### Segmentation dataset records:
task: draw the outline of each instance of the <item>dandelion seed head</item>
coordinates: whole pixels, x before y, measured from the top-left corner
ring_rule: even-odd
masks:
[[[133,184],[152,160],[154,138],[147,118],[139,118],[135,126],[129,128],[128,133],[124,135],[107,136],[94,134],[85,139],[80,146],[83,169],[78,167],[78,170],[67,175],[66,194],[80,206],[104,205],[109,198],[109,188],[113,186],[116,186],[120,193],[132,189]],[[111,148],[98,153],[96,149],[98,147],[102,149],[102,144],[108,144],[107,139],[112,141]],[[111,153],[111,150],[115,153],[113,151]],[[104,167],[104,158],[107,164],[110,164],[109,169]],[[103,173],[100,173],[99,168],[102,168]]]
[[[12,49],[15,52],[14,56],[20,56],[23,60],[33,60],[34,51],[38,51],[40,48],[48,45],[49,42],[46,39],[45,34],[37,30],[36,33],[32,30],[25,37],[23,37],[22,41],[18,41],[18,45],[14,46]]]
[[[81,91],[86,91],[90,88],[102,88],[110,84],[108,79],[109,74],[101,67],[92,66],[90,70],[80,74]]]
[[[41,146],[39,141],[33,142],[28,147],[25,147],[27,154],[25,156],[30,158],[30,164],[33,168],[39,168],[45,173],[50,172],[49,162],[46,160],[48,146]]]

### INSTRUCTIONS TO FOLLOW:
Reproduce every line of the data above verbatim.

### WORKED SOLUTION:
task: draw the outline of each instance of the <item>dandelion seed head</item>
coordinates: whole pixels, x before y, measured from the top-left corner
ring_rule: even-odd
masks:
[[[133,184],[152,160],[154,138],[147,118],[139,118],[135,126],[129,128],[128,133],[124,135],[107,136],[94,134],[85,139],[80,146],[83,169],[78,167],[78,170],[67,175],[66,194],[80,206],[104,205],[109,198],[109,188],[113,186],[116,186],[120,193],[132,189]],[[111,148],[98,153],[96,149],[98,147],[102,149],[102,144],[108,144],[107,139],[112,141]],[[111,153],[111,150],[115,153],[113,151]],[[104,167],[104,158],[107,164],[110,164],[109,169]],[[103,173],[100,173],[99,168],[102,168]]]
[[[12,49],[15,52],[14,56],[20,56],[23,60],[33,60],[34,51],[38,51],[40,48],[48,45],[49,42],[46,39],[45,34],[37,30],[36,33],[32,30],[25,37],[23,37],[22,41],[18,41],[18,45],[14,46]]]
[[[81,91],[86,91],[90,88],[102,88],[110,84],[108,79],[109,74],[101,67],[92,66],[90,70],[80,74]]]
[[[41,146],[39,141],[33,142],[28,147],[25,147],[27,154],[25,156],[30,158],[30,164],[33,168],[39,168],[45,173],[50,172],[49,162],[46,160],[48,146]]]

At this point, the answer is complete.